### PROVIDED DATA

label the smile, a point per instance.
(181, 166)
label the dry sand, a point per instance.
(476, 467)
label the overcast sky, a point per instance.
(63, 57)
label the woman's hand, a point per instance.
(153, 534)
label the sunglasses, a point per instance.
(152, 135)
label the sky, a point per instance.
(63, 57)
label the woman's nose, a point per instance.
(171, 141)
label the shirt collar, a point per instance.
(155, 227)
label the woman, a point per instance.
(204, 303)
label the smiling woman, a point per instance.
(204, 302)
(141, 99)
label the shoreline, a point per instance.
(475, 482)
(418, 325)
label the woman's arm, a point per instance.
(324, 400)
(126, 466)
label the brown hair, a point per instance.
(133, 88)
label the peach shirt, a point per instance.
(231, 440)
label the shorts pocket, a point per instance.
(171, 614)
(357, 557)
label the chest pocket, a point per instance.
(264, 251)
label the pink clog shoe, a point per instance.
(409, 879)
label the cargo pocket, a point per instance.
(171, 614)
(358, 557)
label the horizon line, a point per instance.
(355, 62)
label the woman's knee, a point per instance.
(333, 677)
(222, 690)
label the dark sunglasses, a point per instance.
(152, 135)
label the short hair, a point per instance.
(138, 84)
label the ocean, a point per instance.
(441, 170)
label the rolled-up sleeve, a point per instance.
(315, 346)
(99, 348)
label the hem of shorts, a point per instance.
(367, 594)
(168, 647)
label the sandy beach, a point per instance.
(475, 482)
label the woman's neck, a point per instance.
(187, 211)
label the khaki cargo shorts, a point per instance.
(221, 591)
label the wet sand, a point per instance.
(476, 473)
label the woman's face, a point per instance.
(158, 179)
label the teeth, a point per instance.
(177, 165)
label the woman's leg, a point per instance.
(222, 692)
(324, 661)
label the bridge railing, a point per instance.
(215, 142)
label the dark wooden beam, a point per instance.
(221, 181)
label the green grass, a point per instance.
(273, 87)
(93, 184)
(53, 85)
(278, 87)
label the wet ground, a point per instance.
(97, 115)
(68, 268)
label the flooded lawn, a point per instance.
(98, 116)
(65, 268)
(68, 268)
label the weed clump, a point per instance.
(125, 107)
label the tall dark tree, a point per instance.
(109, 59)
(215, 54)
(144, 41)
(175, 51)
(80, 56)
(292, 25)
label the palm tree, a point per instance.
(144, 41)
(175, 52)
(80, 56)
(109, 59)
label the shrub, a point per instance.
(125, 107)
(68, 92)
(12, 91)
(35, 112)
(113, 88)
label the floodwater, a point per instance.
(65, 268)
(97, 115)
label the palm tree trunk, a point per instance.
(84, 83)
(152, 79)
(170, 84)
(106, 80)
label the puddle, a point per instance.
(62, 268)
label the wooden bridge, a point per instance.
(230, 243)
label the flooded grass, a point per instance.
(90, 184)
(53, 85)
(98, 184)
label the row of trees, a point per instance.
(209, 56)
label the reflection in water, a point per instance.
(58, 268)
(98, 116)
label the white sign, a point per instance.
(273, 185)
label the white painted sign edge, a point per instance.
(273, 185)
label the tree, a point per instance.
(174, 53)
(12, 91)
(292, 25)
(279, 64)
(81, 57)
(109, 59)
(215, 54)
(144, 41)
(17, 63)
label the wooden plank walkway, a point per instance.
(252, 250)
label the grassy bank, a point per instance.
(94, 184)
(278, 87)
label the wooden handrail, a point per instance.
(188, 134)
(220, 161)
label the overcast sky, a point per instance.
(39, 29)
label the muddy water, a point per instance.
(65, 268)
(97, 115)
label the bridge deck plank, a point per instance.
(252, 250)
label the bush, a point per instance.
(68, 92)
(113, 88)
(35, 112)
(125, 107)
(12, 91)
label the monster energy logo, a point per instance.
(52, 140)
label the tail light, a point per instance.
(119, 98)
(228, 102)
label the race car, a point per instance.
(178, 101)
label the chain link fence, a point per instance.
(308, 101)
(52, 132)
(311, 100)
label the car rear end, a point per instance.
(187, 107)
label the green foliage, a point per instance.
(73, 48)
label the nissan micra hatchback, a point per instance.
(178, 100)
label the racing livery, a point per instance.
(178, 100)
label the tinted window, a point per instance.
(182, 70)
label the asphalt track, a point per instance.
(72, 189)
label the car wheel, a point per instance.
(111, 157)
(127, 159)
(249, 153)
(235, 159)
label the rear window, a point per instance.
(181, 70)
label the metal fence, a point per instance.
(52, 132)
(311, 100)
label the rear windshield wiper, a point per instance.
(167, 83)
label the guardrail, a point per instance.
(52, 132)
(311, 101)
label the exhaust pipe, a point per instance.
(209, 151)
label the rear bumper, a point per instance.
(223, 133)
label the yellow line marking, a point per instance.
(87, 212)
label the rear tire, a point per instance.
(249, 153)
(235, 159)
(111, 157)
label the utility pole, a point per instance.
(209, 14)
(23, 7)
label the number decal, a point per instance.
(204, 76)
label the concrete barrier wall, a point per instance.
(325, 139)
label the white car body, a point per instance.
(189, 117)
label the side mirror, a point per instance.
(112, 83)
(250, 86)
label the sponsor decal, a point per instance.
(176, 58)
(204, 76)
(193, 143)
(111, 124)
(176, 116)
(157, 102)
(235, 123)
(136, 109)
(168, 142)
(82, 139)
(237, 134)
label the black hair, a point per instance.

######

● **REQUIREMENT**: Print the records above in full, exactly.

● **OUTPUT BELOW**:
label the smile, a point per instance.
(181, 166)
label the dry sand, a point per instance.
(476, 467)
label the overcast sky, a point per instance.
(63, 57)
label the woman's hand, a point per instance.
(153, 534)
label the sunglasses, a point per instance.
(152, 135)
label the sky, a point per instance.
(63, 57)
label the woman's nose, a point per instance.
(171, 141)
label the shirt collar, a point per instance.
(155, 227)
label the woman, a point per instance.
(204, 303)
label the smiling woman, a point per instance.
(204, 302)
(141, 99)
label the shoreline, a point per instance.
(475, 482)
(418, 325)
label the woman's arm, a point per instance.
(324, 400)
(126, 466)
label the brown hair, a point per instance.
(133, 88)
label the peach shirt, a point per instance.
(231, 440)
label the shorts pocket, a point per instance.
(171, 614)
(357, 557)
label the chest pocket, a point per instance.
(264, 251)
label the pink clog shoe, a point per instance.
(409, 879)
label the cargo pocket, a point per instance.
(171, 614)
(358, 557)
label the horizon line, a point per instance.
(355, 62)
label the woman's knee, a point per instance.
(333, 677)
(222, 690)
label the dark sunglasses, a point per instance.
(152, 135)
label the short hair, a point per instance.
(138, 84)
label the ocean, a point per instance.
(441, 170)
label the rolled-up sleeve, a point per instance.
(315, 346)
(99, 348)
label the hem of shorts, a point per instance.
(367, 594)
(168, 647)
label the sandy beach, a point per instance.
(475, 482)
label the woman's neck, a point per instance.
(187, 211)
label the khaki cargo shorts, a point per instance.
(221, 591)
label the wet sand, a point per instance.
(476, 473)
label the woman's face, a point per instance.
(158, 179)
label the teeth, a point per instance.
(177, 165)
label the woman's leg, a point per instance.
(222, 692)
(324, 661)
label the bridge railing, a point per instance.
(215, 142)
label the dark wooden beam, a point per instance.
(221, 181)
label the green grass, a point per instance.
(273, 87)
(93, 184)
(53, 85)
(278, 87)
label the wet ground, a point per instance.
(97, 115)
(68, 268)
label the flooded lawn, a point per instance.
(98, 116)
(65, 268)
(68, 268)
label the weed clump, a point per instance.
(125, 107)
label the tall dark tree, a point per instance.
(109, 59)
(215, 54)
(144, 41)
(175, 51)
(80, 56)
(292, 25)
label the palm tree, a point per instance.
(144, 41)
(175, 52)
(80, 56)
(109, 59)
label the shrub, a point per instance.
(125, 107)
(68, 92)
(12, 91)
(35, 112)
(113, 88)
label the floodwater, a point per instance.
(65, 268)
(97, 115)
label the palm tree trunk, a point per instance.
(84, 83)
(152, 79)
(170, 84)
(106, 80)
label the puddle, a point per instance.
(62, 268)
label the wooden bridge, a point per instance.
(230, 243)
label the flooded grass, a point per instance.
(90, 184)
(53, 85)
(98, 184)
label the row of trees, a point per instance.
(209, 56)
label the reflection in water, a point per instance.
(58, 268)
(98, 116)
label the white sign, a point per instance.
(273, 185)
label the white painted sign edge, a point per instance.
(273, 185)
label the tree, a point per instance.
(174, 53)
(12, 91)
(292, 25)
(279, 64)
(81, 57)
(109, 59)
(215, 54)
(144, 41)
(17, 63)
label the wooden plank walkway, a point per instance.
(252, 250)
label the grassy bank, a point per instance.
(94, 184)
(278, 87)
label the wooden handrail, a point per instance.
(188, 134)
(220, 161)
label the overcast sky, a point per instance.
(39, 29)
label the muddy water, a point per instance.
(65, 268)
(97, 115)
label the bridge deck plank, a point per instance.
(252, 250)
label the bush, a point per instance.
(68, 92)
(113, 88)
(35, 112)
(125, 107)
(12, 91)
label the monster energy logo, a point per instance.
(52, 140)
label the tail light, a point per instance.
(119, 98)
(228, 102)
label the race car, a point per instance.
(178, 101)
label the chain link fence, a point per instance.
(308, 101)
(52, 132)
(311, 100)
label the car rear end, a point per instance.
(187, 107)
label the green foliage, a point per instance.
(73, 48)
label the nissan micra hatchback, a point per instance.
(178, 100)
label the racing livery, a point per instance.
(178, 100)
label the tinted window, a point per instance.
(182, 70)
label the asphalt track, a point per instance.
(72, 189)
label the car wheel, a point per instance.
(111, 157)
(127, 159)
(249, 153)
(235, 159)
label the rear window, a point per instance.
(181, 70)
label the metal fence, a point per instance.
(52, 132)
(311, 100)
label the rear windshield wiper, a point per instance.
(167, 83)
label the guardrail, a point per instance.
(52, 132)
(311, 101)
label the exhaust pipe, a point per instance.
(209, 151)
label the rear bumper, a point per instance.
(223, 133)
label the yellow line marking, a point per instance.
(87, 212)
label the rear tire, a point per instance.
(249, 153)
(235, 159)
(111, 157)
label the utility pole, a point per instance.
(209, 14)
(23, 7)
label the number decal, a point per instance.
(204, 76)
label the concrete barrier wall, a point per instance.
(325, 139)
label the white car body, a point per instance.
(189, 117)
label the side mirror, a point per instance.
(112, 83)
(250, 86)
label the sponsor decal, a point per instance.
(176, 58)
(204, 76)
(193, 143)
(111, 124)
(176, 116)
(157, 102)
(235, 123)
(136, 109)
(168, 142)
(82, 139)
(237, 134)
label the black hair, a point per instance.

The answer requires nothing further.